▶ TEXT FOR ANALYSIS:
=== Section Start ===
The Girl With a Bomb in Her Backpack
In the first half of Julia Loktev’s film, Day Night Day Night, there is an expanded, and bizarre, twist on a film device made popular in the ’80s—the geek-to-chic dress-up montage. You know the scene: The music is loud and garishly cheery. The Geek comes out of the dressing room wearing a ridiculous outfit and the Cools shake their heads, and so the Geek moves on to the next outfit and the next until the Cools finally nod and the transformation is complete: The Geek is now chic.
Except in Loktev’s film, the pivotal character isn’t a chess-playing nerd: She’s a suicide bomber—in this case a young woman, whose name we never learn—and the three ski-masked men outfitting her are selecting the perfect getup for her final moments on earth, when she will detonate a bomb in Times Square. They are trying to turn her into the everygirl who won’t stand out in midtown Manhattan—an unnecessary gesture given that the busy square is, after all, home to Naked Cowboy.
=== Section End ===
▶ DATA EXTRACT:
=== Section Start ===
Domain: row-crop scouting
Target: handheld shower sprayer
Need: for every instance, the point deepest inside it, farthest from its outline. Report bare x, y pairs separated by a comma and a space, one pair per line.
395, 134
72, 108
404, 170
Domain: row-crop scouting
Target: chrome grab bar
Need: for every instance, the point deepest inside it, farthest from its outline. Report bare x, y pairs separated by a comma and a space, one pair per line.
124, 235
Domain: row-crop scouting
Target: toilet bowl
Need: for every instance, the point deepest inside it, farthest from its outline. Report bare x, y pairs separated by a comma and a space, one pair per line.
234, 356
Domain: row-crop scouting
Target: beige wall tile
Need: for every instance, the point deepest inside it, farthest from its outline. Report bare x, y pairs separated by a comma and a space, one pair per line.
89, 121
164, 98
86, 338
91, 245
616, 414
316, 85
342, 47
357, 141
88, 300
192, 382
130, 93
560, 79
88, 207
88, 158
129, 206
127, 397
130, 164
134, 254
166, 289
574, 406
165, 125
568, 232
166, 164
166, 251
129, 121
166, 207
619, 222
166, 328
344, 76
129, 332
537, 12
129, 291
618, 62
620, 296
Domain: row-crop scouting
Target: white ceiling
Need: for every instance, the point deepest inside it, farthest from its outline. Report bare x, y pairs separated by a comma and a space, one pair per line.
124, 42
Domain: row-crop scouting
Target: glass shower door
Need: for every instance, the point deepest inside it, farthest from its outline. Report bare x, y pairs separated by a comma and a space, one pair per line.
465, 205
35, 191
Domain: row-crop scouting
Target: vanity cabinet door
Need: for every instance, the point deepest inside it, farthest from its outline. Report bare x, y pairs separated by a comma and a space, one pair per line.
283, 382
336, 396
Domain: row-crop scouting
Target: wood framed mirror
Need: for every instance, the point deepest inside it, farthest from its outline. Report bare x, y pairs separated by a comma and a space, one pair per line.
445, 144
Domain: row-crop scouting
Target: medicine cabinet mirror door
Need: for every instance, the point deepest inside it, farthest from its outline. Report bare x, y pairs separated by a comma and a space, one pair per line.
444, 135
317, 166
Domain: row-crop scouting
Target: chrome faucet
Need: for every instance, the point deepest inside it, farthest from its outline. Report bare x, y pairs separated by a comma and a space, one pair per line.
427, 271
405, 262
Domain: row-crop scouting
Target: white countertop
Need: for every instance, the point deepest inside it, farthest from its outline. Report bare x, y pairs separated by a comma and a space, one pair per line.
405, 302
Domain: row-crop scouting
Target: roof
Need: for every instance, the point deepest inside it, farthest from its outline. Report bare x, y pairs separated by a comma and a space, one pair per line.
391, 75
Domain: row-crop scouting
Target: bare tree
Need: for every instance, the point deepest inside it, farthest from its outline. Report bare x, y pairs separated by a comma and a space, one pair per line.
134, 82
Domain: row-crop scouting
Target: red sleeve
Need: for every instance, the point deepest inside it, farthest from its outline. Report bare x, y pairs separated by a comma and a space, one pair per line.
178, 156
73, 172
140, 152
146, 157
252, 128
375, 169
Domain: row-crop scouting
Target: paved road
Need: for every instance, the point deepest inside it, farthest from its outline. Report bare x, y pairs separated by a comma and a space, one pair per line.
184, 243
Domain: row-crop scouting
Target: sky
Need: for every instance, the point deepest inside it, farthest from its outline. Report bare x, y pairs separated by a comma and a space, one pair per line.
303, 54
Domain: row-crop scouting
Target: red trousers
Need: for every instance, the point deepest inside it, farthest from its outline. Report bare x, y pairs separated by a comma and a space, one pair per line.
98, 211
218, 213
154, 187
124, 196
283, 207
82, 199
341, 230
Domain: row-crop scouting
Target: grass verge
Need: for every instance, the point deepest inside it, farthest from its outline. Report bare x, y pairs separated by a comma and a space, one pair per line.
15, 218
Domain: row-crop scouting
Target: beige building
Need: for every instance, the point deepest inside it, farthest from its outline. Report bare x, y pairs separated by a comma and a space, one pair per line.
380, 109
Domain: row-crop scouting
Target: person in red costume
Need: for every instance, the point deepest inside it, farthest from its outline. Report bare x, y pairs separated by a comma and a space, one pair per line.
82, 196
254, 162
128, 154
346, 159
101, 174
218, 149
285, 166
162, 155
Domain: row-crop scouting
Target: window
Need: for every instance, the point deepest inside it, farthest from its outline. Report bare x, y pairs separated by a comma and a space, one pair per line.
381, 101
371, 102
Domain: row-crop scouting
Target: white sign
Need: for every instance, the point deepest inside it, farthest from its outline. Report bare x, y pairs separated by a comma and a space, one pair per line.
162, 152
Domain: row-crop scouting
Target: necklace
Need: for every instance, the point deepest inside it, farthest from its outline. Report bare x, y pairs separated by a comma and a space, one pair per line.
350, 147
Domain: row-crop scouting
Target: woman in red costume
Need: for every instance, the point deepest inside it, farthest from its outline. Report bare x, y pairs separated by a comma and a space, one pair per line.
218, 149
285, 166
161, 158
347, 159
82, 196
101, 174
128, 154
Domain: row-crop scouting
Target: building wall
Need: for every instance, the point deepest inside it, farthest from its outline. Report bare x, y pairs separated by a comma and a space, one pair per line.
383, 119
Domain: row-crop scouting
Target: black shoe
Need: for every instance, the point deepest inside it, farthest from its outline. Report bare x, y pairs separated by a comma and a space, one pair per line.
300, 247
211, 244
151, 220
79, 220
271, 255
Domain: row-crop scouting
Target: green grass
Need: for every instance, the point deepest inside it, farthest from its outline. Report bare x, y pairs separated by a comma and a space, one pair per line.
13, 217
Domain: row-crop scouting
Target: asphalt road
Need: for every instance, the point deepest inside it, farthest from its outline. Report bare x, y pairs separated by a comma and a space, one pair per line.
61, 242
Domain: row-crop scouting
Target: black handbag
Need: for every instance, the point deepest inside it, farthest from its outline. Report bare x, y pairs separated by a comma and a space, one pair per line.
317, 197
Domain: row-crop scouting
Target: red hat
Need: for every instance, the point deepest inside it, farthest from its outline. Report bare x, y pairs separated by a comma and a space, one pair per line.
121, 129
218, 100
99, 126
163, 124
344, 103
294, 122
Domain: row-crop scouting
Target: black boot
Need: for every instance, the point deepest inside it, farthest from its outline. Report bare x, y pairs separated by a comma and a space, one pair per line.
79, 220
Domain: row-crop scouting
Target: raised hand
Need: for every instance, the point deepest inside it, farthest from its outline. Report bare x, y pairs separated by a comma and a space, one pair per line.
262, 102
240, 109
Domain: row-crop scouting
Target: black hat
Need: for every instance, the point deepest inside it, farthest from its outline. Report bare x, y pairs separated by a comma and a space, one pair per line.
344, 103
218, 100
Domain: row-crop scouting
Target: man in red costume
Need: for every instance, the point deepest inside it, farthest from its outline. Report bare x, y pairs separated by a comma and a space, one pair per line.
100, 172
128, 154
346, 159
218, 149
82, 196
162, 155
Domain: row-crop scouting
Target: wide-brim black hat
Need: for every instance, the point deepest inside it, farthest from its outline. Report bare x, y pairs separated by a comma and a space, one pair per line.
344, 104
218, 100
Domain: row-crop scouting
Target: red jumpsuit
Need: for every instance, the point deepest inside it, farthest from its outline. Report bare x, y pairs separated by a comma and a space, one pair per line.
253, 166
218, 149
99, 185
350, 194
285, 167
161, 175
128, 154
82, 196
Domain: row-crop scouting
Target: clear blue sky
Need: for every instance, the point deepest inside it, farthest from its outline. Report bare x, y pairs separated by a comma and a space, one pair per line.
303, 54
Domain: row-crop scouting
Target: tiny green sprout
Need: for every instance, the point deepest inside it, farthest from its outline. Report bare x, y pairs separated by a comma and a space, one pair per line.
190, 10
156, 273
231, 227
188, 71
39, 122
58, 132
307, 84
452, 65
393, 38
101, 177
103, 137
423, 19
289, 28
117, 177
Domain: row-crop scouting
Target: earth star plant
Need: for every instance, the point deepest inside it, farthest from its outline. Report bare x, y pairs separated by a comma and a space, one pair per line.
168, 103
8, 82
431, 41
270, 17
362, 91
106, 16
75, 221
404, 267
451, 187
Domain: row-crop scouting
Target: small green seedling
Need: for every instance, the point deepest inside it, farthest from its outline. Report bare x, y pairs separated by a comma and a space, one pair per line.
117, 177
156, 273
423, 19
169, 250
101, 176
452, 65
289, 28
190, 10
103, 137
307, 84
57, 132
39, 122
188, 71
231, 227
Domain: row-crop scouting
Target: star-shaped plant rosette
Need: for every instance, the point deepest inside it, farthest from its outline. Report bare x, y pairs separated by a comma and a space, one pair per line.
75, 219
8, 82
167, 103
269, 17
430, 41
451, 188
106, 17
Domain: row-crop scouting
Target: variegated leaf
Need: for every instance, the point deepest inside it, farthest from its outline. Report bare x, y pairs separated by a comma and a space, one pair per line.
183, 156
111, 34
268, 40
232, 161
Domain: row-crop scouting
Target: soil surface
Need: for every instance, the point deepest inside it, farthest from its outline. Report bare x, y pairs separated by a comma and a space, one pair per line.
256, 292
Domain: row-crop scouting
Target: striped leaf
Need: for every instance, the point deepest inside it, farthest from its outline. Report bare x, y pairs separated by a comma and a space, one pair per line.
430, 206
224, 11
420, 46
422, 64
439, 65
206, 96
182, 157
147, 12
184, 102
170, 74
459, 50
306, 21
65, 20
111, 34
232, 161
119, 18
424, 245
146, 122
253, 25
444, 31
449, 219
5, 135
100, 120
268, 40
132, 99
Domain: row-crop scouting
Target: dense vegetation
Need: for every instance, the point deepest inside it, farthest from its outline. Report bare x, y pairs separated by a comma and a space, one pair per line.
=== Section End ===
=== Section Start ===
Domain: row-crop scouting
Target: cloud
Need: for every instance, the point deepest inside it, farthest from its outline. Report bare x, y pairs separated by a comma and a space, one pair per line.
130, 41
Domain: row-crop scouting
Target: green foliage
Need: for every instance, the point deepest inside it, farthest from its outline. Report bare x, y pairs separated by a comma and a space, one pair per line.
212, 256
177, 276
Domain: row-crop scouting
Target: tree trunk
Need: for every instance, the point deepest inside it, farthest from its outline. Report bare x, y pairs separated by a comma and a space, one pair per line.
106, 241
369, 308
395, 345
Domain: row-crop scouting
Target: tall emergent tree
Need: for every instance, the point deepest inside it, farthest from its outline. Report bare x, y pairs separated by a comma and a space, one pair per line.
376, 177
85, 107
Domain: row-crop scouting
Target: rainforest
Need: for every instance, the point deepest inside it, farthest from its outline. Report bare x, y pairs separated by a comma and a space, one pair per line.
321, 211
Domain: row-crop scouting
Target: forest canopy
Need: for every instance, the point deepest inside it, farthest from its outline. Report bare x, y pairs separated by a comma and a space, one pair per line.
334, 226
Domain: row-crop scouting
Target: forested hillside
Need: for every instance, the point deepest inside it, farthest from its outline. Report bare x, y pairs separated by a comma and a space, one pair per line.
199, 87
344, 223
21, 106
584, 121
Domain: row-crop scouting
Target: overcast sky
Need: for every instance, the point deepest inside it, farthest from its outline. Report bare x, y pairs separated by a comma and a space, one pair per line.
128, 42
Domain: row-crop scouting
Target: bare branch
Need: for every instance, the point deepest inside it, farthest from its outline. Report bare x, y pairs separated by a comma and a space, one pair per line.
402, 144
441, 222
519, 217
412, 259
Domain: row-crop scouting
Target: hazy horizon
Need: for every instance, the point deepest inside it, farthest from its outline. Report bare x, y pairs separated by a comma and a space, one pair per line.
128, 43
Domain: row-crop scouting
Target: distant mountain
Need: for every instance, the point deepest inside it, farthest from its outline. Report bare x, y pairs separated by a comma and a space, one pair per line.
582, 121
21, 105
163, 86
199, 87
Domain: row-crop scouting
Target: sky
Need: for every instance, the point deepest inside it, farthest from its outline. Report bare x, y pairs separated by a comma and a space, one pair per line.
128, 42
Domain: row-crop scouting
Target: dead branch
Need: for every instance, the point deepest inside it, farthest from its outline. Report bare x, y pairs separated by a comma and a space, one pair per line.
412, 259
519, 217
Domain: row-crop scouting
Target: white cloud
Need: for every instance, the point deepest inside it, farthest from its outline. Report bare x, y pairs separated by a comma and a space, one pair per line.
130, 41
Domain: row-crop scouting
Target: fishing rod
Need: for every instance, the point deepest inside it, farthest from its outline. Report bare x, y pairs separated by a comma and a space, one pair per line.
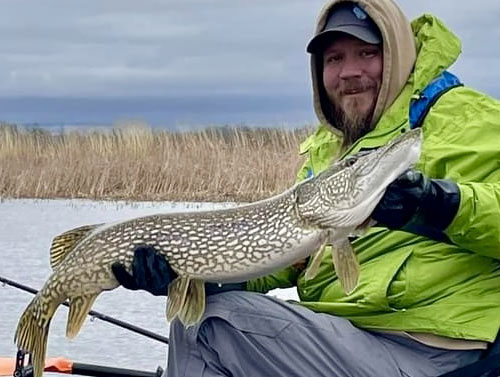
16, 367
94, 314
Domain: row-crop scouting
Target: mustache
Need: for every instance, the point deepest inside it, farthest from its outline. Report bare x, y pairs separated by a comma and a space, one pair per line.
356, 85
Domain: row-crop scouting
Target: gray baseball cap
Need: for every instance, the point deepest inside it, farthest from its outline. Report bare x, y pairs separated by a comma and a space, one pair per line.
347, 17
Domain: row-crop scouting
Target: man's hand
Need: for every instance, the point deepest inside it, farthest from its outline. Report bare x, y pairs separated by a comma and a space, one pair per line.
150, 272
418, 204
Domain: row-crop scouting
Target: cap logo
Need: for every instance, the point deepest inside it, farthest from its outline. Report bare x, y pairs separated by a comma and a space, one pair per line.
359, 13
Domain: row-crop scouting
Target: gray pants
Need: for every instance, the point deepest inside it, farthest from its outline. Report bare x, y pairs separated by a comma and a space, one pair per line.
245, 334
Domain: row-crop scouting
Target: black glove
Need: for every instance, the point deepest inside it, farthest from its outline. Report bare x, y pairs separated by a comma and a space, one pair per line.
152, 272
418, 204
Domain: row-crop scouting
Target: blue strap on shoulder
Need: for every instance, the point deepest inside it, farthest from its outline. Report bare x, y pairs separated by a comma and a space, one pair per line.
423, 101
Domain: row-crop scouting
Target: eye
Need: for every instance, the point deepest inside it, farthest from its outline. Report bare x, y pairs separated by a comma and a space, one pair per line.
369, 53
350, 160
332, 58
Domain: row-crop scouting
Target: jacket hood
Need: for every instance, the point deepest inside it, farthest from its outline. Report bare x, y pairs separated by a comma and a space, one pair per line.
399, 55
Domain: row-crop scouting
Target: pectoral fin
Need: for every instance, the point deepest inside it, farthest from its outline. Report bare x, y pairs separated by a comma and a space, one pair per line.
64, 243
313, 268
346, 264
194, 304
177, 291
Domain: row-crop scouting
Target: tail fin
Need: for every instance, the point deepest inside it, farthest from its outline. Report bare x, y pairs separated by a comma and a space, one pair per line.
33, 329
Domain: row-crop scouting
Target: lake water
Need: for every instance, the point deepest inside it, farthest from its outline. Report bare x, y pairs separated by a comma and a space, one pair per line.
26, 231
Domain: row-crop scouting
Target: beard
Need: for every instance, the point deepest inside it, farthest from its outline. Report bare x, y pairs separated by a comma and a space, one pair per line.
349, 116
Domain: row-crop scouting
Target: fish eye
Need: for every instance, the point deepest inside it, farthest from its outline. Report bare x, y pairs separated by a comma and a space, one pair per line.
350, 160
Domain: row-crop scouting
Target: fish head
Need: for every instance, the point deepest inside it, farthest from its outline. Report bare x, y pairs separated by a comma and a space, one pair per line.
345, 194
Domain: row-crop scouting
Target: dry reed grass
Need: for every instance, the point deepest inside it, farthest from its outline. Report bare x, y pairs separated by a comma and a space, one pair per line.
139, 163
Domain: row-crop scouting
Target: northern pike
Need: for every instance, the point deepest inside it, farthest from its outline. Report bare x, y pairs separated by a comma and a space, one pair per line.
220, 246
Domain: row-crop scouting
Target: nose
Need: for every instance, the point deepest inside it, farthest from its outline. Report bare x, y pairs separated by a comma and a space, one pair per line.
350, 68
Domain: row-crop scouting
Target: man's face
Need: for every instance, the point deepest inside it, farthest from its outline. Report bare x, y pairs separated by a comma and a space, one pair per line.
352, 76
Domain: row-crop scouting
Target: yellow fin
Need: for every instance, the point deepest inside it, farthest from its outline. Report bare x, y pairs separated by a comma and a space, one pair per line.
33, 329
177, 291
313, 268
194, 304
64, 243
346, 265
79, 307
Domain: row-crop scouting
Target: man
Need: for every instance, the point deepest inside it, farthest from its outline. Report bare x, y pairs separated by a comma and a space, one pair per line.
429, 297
=== Section End ===
▶ WHAT IS NEEDED: In the review of Day Night Day Night, rewrite the part that starts with "The Girl With" and ends with "is now chic.", swapping "dress-up montage" for "makeover montage".

▶ OUTPUT OF THE TASK:
The Girl With a Bomb in Her Backpack
In the first half of Julia Loktev’s film, Day Night Day Night, there is an expanded, and bizarre, twist on a film device made popular in the ’80s—the geek-to-chic makeover montage. You know the scene: The music is loud and garishly cheery. The Geek comes out of the dressing room wearing a ridiculous outfit and the Cools shake their heads, and so the Geek moves on to the next outfit and the next until the Cools finally nod and the transformation is complete: The Geek is now chic.